Texte d'étude
------------------------------------------------

OGM et agriculteur
Comme pour les autres innovations, on retient surtout, entre
les différentes motivations qui pourraient pousser l’agriculteur à adopter
cette technologie, la possibilité d’obtenir un revenu supérieur en fonction de:
1)
la possibilité d’obtenir de
meilleurs rendements associée au moins à une réduction des coûts de
culture ;
2)
la diminution des risques liées
au placement de la marchandise produite sur le marché ;
3)
la diminution des risques
techniques relatifs a la production.
Seulement
si elles sont en mesure de répondre à au moins une de ces exigences, les
cultures transgéniques pourront être adoptées par l’agriculteur avec des
avantages :
- soit pour le secteur agricole, qui verrait
augmenter ses possibilités productives et financières ;
- soit pour toute la
société en relation avec l’externalité positive qu’elle pourrait continuer de
recevoir du secteur agricole. (Défense et maintien du territoire, conservation
du paysage, protection de la faune et de la flore, conservation de la
biodiversité, création d’espaces à but récréatif, conservation des aspects
culturels traditionnels du territoire rural, diminution des effets négatifs sur l’environnement produits par d’autres activités
de production ou de consommation, etc.)
1.-
Effets sur les productions et les coûts
Les
partisans des OGM affirment que l’agriculteur nationale devrait adopter les
plantes transgéniques parce qu’elles seraient en mesure de produire plus à moindre
coût.

------------------------------------------------

Données répertoriées
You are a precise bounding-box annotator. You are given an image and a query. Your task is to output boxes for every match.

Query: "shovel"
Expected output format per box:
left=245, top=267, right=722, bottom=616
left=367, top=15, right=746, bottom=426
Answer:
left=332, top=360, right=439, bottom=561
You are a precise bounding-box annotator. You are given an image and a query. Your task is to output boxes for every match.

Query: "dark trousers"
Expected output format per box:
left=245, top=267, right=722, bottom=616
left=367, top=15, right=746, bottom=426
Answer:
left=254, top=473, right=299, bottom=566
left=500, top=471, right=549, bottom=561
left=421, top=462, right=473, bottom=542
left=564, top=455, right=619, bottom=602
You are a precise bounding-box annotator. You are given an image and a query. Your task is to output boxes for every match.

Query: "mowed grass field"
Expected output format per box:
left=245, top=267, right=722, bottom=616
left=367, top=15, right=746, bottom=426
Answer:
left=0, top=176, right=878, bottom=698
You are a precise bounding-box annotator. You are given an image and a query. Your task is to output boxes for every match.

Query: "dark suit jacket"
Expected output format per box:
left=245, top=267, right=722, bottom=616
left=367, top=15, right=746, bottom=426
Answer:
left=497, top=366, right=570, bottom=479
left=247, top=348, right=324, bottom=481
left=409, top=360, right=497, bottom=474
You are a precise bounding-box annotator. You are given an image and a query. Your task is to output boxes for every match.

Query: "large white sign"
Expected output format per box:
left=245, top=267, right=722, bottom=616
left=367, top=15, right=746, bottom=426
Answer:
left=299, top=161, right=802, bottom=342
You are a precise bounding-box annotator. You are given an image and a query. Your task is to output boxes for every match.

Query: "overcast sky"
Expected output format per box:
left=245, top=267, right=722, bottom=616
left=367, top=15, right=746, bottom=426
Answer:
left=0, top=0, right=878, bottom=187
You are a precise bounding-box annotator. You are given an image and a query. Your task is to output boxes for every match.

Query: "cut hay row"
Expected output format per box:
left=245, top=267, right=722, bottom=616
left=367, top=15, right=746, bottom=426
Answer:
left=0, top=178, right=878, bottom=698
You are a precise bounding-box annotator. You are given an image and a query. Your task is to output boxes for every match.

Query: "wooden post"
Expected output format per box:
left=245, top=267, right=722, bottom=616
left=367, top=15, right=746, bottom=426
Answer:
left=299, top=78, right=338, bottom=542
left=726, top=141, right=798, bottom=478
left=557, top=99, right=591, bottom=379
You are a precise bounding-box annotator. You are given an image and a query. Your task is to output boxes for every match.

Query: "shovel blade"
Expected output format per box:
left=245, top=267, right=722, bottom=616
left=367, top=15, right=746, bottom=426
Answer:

------------------------------------------------

Consigne de travail 1
Les affirmations suivantes concordent-elles avec le texte sur les OGM et l'agriculteur ? Répondez par oui ou par non et citez à chaque fois les mots décisifs du texte. (a) Pour être adoptées avec des avantages, les cultures transgéniques doivent satisfaire à toutes les exigences énumérées. (b) La conservation de la biodiversité figure parmi les apports que la société pourrait continuer de recevoir du secteur agricole. (c) Les partisans des OGM soutiennent que les plantes transgéniques produiraient davantage pour un coût moindre.
Consigne de travail 2
D'après le texte sur les OGM et l'agriculteur, pourquoi les partisans des OGM jugent-ils que l'agriculteur devrait adopter les plantes transgéniques ?
Consigne de travail 3
Recopiez le passage du texte sur les OGM et l'agriculteur, de « OGM et agriculteur » à « a la production. ».
Les données n'ont aucun rôle dans ce travail.

Réponse rédigée 1
(a) Non : « si elles sont en mesure de répondre à au moins une de ces exigences ».
(b) Oui : « conservation de la biodiversité ».
(c) Oui : « elles seraient en mesure de produire plus à moindre coût ».

Réponse rédigée 2
Selon eux, ces plantes seraient en mesure de produire plus à moindre coût.

Réponse rédigée 3
OGM et agriculteur
Comme pour les autres innovations, on retient surtout, entre
les différentes motivations qui pourraient pousser l’agriculteur à adopter
cette technologie, la possibilité d’obtenir un revenu supérieur en fonction de:
1)
la possibilité d’obtenir de
meilleurs rendements associée au moins à une réduction des coûts de
culture ;
2)
la diminution des risques liées
au placement de la marchandise produite sur le marché ;
3)
la diminution des risques
techniques relatifs a la production.